- Problem to solve -
Report how many lines of the data below contain "clutch". Give nothing besides the number.

+ + + + +

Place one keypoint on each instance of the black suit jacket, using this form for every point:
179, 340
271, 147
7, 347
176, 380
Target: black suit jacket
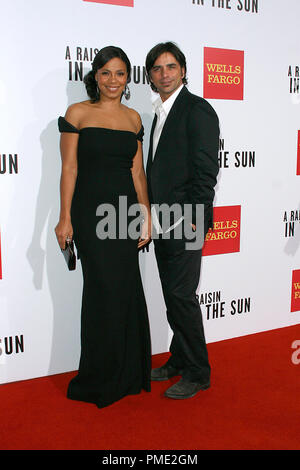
185, 165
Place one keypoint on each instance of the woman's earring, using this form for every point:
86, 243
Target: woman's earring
98, 90
127, 92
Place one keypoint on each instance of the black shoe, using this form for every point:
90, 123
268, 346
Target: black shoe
164, 372
184, 389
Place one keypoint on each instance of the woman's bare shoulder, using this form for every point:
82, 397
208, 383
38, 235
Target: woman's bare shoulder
76, 111
135, 118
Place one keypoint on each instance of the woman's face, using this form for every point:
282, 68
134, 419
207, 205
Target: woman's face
112, 78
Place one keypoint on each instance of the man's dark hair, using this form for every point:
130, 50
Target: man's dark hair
159, 49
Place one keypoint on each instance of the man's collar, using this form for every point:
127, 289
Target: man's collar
166, 105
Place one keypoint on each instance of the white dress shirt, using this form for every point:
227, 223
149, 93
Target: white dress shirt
162, 109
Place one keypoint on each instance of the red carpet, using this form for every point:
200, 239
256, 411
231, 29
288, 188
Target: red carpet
253, 403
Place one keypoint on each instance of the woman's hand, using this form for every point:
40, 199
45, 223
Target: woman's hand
64, 231
145, 233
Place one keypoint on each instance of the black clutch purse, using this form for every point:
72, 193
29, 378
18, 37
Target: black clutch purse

+ + + + +

- Output below -
2